Data for this task:
======
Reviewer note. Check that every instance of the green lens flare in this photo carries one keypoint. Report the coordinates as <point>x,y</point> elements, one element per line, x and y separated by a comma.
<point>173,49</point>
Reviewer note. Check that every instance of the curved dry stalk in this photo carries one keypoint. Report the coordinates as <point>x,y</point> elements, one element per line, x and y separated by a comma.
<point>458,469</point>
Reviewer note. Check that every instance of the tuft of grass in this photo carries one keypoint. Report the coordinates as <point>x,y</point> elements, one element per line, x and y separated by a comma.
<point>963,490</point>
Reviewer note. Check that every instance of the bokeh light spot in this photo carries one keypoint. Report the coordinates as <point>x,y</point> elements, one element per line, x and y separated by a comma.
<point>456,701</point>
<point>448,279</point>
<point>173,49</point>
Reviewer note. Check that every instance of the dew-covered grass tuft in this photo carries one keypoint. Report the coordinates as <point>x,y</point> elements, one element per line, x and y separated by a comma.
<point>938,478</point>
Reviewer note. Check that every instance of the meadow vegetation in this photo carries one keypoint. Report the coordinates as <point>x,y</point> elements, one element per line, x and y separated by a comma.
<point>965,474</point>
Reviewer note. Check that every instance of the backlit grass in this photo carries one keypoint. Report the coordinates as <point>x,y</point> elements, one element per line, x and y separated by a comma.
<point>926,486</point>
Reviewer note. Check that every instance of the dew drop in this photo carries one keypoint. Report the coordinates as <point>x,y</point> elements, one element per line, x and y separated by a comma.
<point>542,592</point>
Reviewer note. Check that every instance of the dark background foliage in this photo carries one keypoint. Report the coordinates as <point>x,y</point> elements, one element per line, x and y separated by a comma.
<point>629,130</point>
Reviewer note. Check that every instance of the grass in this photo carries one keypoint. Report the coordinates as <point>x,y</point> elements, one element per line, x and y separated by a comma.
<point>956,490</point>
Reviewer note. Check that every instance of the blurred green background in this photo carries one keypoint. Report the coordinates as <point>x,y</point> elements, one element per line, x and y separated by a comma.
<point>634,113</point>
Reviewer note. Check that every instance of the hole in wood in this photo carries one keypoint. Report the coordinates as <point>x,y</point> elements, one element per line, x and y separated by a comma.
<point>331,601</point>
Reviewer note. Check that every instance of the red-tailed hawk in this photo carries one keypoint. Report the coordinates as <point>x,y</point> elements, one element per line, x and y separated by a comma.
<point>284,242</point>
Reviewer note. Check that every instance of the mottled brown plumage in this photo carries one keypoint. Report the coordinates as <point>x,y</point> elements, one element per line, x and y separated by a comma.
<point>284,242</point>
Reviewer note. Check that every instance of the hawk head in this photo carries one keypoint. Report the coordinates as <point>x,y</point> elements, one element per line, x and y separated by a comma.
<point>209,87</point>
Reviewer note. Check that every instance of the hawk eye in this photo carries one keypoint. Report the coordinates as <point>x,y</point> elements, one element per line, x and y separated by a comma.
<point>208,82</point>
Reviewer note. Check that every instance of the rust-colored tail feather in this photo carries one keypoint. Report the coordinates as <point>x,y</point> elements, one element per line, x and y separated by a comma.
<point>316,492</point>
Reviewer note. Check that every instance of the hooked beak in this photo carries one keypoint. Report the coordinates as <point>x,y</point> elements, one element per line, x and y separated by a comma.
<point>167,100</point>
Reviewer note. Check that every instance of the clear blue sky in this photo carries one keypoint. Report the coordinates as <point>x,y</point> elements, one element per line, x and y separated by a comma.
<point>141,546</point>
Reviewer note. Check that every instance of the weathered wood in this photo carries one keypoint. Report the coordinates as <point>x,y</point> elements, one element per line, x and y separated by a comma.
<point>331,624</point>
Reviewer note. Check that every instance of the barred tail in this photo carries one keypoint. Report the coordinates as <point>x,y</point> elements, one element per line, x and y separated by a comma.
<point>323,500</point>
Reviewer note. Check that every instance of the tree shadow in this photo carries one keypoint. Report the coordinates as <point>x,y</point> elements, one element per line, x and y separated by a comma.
======
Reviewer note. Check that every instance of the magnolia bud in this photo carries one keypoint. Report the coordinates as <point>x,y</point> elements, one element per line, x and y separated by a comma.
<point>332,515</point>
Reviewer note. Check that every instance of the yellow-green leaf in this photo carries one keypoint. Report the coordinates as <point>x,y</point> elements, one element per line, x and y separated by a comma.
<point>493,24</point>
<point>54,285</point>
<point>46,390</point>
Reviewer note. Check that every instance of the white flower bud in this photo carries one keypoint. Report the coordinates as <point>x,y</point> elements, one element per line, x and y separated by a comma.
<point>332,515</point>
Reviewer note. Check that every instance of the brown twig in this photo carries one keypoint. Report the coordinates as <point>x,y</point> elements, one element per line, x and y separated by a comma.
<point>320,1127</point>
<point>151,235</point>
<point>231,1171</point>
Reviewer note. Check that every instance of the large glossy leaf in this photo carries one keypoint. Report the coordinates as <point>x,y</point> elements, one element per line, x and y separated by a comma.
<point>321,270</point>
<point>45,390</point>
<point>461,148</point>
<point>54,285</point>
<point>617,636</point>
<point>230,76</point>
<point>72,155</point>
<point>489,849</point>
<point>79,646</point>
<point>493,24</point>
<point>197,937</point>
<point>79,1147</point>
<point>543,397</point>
======
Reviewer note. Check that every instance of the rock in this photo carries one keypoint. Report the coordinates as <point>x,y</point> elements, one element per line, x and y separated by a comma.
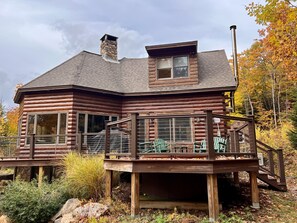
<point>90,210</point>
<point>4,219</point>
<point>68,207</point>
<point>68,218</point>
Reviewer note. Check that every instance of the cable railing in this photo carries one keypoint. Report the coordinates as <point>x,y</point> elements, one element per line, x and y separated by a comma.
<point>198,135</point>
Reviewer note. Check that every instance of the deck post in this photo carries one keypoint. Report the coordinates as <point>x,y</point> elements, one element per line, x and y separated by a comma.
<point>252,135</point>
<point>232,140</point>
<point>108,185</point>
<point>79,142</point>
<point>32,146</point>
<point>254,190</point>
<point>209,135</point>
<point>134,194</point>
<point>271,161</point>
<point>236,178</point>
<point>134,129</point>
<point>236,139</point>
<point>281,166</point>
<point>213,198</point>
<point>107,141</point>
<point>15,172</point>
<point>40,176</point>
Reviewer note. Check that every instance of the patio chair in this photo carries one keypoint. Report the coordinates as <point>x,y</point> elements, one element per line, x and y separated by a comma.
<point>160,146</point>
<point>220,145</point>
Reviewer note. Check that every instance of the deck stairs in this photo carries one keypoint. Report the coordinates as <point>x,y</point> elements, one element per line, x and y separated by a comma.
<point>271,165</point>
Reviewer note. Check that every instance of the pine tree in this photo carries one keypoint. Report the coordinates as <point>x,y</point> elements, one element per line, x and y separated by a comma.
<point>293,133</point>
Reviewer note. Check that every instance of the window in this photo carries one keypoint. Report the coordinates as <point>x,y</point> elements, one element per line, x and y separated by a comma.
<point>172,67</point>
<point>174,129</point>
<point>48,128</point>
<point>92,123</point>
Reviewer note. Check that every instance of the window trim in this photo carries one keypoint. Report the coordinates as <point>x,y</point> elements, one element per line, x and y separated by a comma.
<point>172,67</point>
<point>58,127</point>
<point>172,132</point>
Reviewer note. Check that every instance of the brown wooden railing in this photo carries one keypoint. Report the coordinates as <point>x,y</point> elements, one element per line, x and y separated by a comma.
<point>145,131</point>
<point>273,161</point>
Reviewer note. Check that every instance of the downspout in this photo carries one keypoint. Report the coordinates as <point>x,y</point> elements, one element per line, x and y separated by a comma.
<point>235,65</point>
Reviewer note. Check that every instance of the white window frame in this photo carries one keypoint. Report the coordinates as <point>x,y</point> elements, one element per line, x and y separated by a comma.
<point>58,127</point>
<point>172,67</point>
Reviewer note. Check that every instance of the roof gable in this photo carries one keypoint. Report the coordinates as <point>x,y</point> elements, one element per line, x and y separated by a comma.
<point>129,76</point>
======
Exercise: Reproduce the lines of the material verbatim, beginning with the line that contains "Reviewer note. Check that every instance of the deck post" and continuing through the line that contains "<point>220,145</point>", with both of those lines included.

Output:
Reviewer note. Check that every instance of the deck post in this photo carries one keypoint. Report the coordinates as <point>x,y</point> elements, one element per line, x and y separated by a comma.
<point>252,135</point>
<point>232,140</point>
<point>108,185</point>
<point>79,142</point>
<point>32,146</point>
<point>254,190</point>
<point>209,135</point>
<point>134,194</point>
<point>271,161</point>
<point>236,178</point>
<point>134,129</point>
<point>236,139</point>
<point>281,166</point>
<point>213,198</point>
<point>107,141</point>
<point>15,172</point>
<point>40,176</point>
Reviewer note. Check that every instance of the patio chair in this photo carries one keypoint. Report the coordinates as <point>x,y</point> elements, one element per line, x and y separated by a comma.
<point>160,146</point>
<point>220,145</point>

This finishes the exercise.